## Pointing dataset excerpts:
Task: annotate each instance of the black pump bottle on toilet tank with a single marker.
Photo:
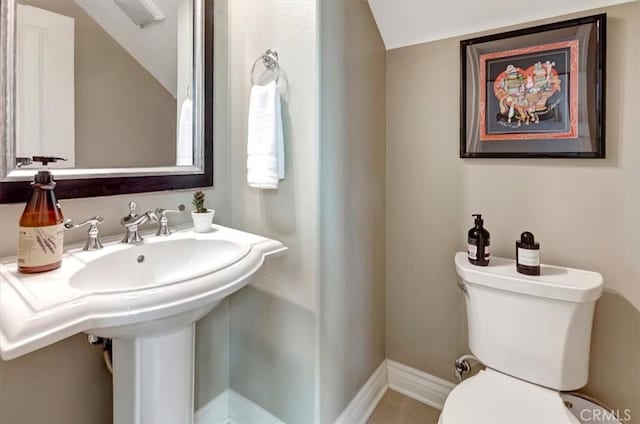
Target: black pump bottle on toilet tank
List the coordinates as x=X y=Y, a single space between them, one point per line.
x=478 y=250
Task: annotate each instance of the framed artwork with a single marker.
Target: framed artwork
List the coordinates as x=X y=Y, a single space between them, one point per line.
x=536 y=92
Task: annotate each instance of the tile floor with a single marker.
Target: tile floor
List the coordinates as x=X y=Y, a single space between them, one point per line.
x=395 y=408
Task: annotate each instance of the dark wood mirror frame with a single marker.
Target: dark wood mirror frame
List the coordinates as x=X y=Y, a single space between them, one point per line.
x=18 y=191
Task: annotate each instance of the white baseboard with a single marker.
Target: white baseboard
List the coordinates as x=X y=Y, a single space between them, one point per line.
x=367 y=398
x=216 y=411
x=230 y=407
x=419 y=385
x=244 y=411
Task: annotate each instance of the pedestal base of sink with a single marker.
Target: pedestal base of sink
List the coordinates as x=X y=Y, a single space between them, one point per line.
x=153 y=378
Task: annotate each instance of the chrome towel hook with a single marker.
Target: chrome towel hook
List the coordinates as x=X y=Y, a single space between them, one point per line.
x=269 y=61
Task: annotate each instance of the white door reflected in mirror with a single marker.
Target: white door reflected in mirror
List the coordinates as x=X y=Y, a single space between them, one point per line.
x=45 y=89
x=104 y=89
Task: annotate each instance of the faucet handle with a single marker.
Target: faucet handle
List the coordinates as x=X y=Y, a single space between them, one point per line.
x=132 y=209
x=93 y=242
x=163 y=229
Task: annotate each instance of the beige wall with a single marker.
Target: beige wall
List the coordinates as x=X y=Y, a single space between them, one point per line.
x=273 y=320
x=584 y=212
x=120 y=106
x=66 y=382
x=352 y=205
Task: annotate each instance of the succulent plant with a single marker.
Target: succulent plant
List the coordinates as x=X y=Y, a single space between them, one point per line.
x=198 y=202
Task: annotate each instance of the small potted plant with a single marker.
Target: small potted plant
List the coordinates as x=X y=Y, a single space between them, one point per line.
x=202 y=217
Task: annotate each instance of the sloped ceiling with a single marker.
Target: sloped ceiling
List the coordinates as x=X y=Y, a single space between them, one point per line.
x=154 y=47
x=407 y=22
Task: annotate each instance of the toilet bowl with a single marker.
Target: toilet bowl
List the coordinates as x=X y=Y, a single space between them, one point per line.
x=533 y=334
x=491 y=397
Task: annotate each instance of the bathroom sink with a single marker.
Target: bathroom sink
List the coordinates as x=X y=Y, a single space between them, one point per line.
x=156 y=264
x=146 y=297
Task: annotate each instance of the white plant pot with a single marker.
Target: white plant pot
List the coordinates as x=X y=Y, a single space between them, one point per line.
x=202 y=221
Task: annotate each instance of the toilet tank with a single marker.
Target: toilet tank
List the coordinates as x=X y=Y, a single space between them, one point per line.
x=536 y=328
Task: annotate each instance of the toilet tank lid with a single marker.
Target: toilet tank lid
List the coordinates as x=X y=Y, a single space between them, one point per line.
x=554 y=282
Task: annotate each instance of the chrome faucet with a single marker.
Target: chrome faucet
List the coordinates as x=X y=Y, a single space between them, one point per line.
x=161 y=214
x=132 y=221
x=93 y=242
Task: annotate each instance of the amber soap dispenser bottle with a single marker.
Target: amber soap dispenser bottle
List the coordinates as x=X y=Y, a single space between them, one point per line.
x=478 y=246
x=40 y=236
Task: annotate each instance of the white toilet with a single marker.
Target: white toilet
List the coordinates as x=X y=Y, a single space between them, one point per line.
x=532 y=333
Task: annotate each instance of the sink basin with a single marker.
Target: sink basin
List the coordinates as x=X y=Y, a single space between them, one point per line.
x=146 y=298
x=156 y=264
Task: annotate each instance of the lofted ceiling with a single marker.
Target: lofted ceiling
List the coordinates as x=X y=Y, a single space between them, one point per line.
x=407 y=22
x=154 y=47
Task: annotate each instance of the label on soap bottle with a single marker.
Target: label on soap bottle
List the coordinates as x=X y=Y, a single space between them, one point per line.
x=472 y=251
x=39 y=246
x=528 y=257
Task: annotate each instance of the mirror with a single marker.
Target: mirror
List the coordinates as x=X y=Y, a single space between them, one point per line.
x=120 y=88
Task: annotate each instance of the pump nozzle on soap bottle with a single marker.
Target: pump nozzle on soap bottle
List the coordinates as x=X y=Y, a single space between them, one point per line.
x=478 y=250
x=40 y=234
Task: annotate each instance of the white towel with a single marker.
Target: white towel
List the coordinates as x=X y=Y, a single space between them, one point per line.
x=265 y=142
x=184 y=152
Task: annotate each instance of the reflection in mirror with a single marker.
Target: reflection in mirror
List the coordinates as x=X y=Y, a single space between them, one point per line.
x=105 y=83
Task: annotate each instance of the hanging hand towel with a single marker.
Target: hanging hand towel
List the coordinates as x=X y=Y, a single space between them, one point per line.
x=265 y=142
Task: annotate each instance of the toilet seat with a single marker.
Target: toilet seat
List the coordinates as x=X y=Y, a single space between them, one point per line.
x=491 y=397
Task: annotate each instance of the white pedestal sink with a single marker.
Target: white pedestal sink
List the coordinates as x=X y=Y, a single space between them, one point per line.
x=145 y=297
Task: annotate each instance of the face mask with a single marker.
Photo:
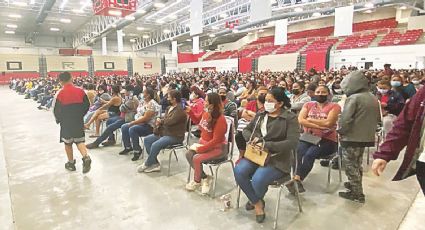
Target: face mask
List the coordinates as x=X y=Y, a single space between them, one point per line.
x=269 y=107
x=223 y=97
x=383 y=91
x=395 y=83
x=321 y=98
x=338 y=91
x=296 y=91
x=262 y=99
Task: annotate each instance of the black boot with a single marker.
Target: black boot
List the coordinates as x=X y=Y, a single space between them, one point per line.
x=136 y=156
x=350 y=195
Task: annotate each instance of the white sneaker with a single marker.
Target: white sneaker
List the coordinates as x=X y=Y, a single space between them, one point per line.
x=142 y=168
x=192 y=186
x=153 y=168
x=205 y=183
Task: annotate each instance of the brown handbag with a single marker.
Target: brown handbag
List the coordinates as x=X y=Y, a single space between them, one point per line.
x=256 y=153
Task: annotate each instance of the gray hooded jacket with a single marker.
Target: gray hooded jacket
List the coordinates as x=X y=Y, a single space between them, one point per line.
x=358 y=122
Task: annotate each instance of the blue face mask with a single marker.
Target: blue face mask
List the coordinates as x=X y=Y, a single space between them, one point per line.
x=395 y=83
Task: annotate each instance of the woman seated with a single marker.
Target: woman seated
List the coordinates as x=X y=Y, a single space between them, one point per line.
x=278 y=130
x=213 y=127
x=108 y=110
x=168 y=131
x=318 y=118
x=299 y=97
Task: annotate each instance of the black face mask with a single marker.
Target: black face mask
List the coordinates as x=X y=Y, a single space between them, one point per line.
x=223 y=97
x=321 y=98
x=262 y=99
x=296 y=91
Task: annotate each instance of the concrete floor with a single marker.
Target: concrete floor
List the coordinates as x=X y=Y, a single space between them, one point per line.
x=36 y=192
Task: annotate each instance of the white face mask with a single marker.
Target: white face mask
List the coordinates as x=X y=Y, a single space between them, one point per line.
x=270 y=107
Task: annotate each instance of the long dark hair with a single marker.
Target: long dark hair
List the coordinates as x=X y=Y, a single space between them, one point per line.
x=214 y=100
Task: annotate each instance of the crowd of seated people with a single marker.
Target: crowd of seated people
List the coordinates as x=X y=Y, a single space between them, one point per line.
x=286 y=104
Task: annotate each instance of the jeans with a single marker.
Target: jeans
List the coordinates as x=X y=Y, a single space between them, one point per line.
x=131 y=135
x=307 y=153
x=154 y=144
x=420 y=174
x=255 y=180
x=112 y=124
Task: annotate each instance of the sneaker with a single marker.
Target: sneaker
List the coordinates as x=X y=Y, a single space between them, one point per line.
x=86 y=164
x=192 y=186
x=347 y=185
x=92 y=146
x=109 y=143
x=70 y=165
x=125 y=151
x=136 y=156
x=291 y=186
x=205 y=183
x=349 y=195
x=153 y=168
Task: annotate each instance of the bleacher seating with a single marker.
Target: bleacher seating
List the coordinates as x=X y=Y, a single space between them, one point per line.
x=396 y=38
x=356 y=41
x=321 y=44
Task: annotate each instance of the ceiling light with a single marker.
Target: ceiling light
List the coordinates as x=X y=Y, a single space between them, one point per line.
x=12 y=26
x=115 y=12
x=15 y=16
x=298 y=9
x=223 y=15
x=22 y=4
x=65 y=20
x=130 y=18
x=317 y=14
x=158 y=4
x=369 y=5
x=78 y=11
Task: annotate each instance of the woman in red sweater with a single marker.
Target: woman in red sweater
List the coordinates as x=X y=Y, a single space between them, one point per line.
x=213 y=128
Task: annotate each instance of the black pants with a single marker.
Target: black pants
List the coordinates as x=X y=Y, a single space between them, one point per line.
x=420 y=174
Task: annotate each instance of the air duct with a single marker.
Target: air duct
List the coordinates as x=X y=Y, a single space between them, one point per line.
x=47 y=6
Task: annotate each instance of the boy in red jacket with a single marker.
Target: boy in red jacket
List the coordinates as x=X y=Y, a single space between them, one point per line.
x=71 y=104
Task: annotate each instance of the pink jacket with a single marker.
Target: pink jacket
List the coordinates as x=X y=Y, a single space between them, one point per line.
x=406 y=132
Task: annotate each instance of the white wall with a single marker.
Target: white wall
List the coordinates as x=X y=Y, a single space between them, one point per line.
x=279 y=62
x=220 y=65
x=417 y=22
x=409 y=56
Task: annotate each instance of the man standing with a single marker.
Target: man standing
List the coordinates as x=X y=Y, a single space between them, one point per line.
x=71 y=104
x=408 y=130
x=357 y=127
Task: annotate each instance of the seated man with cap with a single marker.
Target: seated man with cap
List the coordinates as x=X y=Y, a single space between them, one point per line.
x=128 y=109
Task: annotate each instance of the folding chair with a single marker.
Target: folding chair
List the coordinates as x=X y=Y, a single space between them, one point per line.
x=173 y=148
x=230 y=137
x=280 y=184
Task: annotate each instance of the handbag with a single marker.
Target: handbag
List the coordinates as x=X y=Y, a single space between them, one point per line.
x=255 y=153
x=310 y=138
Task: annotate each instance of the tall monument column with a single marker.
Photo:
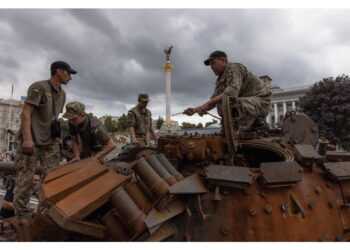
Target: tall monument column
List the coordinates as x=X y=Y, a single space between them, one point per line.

## Given request:
Revise everything from the line containing "Task: annotate each instance of the black boot" down to the line containing "x=286 y=104" so that "face mask" becomes "face covering" throughout, leaving all other text unchanged.

## Correct output:
Task: annotate each instance of the black boot with a single marker.
Target: black boot
List the coordinates as x=X y=Y, a single space between them, one point per line.
x=136 y=156
x=350 y=195
Task: annotate each instance of the white sneaker with a single marker.
Target: white sneaker
List the coordinates as x=X y=Y, a single space between them, one point per line.
x=142 y=168
x=192 y=186
x=153 y=168
x=205 y=183
Task: annotate each instance of the brown handbag with a single marker.
Target: brown handbag
List the coordinates as x=X y=Y, a single space between them, one point per line.
x=256 y=153
Task: annotate each instance of the gray hooded jacket with a single marker.
Target: gray hooded jacket
List the coordinates as x=X y=Y, a single space between them, one point per line.
x=358 y=122
Task: annotate each instance of the blue face covering with a single marker.
Target: blue face covering
List the coordinates as x=X y=Y, a single space between them, one point per line.
x=395 y=83
Task: annotate each instance of the woman seated with a single marker.
Target: woman seated
List the coordinates as x=X y=Y, a single space between them, one point per line.
x=278 y=130
x=213 y=127
x=108 y=110
x=168 y=131
x=318 y=118
x=299 y=97
Task: annotate each instance of the black face covering with a single marker.
Target: black face covering
List the coordinates as x=X y=Y, a single space between them, one point per line.
x=223 y=97
x=321 y=98
x=262 y=99
x=296 y=91
Task: annotate each instance of the concrete floor with a single marker.
Target: concrete floor
List the coordinates as x=X y=Y, a single space between them, one point per line.
x=36 y=192
Task: annotate each instance of the white face covering with a single marker.
Target: white face covering
List the coordinates as x=X y=Y, a single space between them, one point per line.
x=270 y=107
Task: annotate each instance of the long dark hair with a single marker.
Target: long dark hair
List the coordinates as x=X y=Y, a single space between them, one point per line.
x=214 y=100
Task: annotate each instance of the crowd of seated people with a single marker.
Target: crowd of seated people
List the coordinates as x=X y=Y, a single space between them, one point per line.
x=286 y=104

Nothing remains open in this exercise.